## WHAT THE EXERCISE ASKS:
Please tally the lines below that contain the word "grass" and reply with the total alone.

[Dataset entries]
========
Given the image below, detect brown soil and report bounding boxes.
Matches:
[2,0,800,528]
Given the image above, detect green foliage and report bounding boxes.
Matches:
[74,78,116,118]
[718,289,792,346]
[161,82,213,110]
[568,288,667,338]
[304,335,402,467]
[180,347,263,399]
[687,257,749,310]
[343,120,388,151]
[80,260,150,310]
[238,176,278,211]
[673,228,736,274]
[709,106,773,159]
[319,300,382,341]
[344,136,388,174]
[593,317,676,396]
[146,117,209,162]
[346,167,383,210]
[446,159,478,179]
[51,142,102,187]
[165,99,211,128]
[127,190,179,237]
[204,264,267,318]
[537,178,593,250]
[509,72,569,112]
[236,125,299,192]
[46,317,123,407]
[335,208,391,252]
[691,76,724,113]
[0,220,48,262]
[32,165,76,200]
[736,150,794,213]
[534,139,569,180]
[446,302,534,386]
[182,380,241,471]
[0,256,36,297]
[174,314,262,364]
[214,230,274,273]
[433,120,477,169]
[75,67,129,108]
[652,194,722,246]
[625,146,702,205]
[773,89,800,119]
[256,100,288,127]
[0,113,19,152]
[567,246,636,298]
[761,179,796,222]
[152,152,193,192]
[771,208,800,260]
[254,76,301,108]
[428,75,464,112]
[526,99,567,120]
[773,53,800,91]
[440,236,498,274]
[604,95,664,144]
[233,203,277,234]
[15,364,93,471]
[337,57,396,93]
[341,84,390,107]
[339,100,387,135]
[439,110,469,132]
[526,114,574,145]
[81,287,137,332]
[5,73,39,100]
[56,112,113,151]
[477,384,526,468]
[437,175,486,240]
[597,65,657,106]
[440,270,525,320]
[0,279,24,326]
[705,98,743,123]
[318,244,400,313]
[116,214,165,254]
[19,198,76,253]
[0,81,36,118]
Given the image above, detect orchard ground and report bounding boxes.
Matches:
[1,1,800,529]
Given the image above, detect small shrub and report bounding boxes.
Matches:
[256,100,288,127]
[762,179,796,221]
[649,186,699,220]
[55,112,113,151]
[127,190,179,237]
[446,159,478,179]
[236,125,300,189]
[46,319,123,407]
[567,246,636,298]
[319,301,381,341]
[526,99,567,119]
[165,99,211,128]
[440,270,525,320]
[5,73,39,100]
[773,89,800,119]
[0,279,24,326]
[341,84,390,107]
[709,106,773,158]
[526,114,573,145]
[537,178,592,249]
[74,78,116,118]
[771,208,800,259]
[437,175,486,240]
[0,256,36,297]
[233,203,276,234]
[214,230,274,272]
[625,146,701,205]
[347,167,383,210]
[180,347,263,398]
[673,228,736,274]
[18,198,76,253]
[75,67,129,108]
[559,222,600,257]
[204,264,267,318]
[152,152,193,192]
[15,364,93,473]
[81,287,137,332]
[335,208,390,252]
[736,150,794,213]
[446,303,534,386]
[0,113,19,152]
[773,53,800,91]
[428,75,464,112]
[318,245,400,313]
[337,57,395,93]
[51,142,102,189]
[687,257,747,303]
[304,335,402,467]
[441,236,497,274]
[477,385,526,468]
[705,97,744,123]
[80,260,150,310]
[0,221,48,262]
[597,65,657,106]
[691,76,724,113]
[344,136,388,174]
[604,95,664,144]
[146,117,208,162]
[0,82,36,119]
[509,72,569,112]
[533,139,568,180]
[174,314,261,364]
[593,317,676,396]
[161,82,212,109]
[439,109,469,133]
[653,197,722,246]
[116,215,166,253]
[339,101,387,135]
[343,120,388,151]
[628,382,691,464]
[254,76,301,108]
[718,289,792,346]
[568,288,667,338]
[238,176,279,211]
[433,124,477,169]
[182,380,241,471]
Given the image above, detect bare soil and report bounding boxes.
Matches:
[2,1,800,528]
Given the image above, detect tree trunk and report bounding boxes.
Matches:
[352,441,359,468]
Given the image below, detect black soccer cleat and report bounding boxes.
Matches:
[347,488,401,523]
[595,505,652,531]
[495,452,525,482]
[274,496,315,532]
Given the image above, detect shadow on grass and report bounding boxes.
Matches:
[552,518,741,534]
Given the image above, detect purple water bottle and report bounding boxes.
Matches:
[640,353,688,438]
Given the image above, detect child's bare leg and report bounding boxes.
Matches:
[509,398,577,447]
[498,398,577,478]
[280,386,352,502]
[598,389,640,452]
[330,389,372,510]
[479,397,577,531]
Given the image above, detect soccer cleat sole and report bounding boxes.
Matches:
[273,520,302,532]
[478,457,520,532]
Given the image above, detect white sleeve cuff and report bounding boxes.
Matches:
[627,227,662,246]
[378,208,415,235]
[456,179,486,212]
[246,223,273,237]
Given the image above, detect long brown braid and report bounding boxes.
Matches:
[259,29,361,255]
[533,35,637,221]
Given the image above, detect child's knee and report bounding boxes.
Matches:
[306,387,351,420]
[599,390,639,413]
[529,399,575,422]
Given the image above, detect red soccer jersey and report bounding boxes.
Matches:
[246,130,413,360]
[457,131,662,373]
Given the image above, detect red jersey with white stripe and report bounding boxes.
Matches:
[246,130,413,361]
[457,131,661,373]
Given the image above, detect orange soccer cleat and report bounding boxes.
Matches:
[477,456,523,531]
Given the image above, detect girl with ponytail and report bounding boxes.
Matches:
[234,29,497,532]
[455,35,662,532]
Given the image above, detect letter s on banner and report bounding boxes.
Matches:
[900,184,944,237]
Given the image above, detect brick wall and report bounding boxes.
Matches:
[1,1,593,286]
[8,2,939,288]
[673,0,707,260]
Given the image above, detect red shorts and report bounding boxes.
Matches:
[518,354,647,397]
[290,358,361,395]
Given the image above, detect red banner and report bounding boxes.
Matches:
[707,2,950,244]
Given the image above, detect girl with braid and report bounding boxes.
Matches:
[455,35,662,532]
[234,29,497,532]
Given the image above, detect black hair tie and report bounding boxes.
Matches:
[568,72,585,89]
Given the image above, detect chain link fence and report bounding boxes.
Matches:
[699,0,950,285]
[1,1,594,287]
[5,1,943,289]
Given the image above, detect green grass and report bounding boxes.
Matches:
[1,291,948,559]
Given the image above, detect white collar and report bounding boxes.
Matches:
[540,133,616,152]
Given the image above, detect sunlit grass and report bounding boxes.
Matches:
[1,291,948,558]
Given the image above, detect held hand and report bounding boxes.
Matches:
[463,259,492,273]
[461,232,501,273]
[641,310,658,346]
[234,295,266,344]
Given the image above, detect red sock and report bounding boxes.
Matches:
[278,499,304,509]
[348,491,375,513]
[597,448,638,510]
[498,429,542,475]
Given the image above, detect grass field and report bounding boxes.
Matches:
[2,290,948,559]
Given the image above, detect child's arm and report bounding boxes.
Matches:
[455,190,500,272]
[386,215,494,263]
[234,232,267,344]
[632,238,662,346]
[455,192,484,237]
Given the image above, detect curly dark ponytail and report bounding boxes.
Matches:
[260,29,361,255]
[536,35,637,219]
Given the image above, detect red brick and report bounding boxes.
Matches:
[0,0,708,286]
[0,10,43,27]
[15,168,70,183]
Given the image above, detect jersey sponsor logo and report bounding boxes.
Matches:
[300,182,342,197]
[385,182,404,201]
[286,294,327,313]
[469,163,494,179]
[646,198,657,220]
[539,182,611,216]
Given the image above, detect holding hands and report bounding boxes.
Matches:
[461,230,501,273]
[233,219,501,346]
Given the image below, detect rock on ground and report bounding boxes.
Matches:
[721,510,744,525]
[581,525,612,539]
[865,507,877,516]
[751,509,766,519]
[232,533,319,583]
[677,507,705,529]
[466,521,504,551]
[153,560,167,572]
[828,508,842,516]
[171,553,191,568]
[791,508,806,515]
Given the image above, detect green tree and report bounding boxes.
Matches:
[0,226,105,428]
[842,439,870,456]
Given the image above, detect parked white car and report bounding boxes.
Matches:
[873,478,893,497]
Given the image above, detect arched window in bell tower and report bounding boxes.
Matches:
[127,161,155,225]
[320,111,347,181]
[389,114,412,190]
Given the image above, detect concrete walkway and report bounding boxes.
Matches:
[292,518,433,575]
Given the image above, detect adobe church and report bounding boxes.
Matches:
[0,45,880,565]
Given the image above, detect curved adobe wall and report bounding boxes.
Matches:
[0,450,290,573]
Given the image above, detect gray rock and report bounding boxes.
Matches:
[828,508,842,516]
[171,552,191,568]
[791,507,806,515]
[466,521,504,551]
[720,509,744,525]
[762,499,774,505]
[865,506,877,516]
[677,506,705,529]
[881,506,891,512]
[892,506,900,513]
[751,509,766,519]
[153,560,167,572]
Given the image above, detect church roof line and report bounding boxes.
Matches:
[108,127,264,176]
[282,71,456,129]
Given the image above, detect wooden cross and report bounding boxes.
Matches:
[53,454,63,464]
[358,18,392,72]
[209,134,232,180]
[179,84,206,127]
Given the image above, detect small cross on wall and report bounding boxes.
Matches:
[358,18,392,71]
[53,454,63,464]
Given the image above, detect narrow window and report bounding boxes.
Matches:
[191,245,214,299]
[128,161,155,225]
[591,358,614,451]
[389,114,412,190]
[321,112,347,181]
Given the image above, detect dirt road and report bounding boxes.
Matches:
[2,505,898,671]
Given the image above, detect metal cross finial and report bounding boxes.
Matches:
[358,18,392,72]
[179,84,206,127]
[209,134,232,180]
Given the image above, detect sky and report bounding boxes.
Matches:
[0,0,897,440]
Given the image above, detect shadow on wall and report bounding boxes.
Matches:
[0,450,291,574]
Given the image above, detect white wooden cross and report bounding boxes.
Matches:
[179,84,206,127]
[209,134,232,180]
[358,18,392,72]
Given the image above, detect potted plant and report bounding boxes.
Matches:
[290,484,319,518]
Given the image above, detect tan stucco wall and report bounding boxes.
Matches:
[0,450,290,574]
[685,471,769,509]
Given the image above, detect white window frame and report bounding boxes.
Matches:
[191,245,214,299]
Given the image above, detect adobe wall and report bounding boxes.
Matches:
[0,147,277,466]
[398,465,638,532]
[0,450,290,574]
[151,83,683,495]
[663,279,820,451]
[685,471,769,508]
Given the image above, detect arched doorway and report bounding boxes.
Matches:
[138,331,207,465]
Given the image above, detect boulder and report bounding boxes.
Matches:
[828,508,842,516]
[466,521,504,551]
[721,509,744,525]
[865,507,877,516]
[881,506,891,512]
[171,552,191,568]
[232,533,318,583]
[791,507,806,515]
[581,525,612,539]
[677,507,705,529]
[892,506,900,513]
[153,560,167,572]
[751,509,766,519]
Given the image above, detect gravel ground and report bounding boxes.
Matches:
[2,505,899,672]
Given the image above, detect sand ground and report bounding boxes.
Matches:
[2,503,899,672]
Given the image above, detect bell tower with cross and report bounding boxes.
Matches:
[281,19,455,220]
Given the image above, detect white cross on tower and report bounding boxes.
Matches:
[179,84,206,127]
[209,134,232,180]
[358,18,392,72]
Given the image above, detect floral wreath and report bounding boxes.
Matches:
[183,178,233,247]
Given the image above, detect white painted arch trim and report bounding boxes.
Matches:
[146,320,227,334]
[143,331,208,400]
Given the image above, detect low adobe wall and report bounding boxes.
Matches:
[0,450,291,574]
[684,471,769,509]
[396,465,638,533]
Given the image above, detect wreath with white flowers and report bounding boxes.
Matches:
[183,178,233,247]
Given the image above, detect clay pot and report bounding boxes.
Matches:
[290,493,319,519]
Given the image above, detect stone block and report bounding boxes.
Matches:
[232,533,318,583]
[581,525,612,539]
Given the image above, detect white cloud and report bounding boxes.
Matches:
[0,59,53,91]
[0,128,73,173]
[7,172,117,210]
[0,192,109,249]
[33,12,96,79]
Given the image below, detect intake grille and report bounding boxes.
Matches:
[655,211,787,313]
========
## ANSWER FOR THE TASK:
4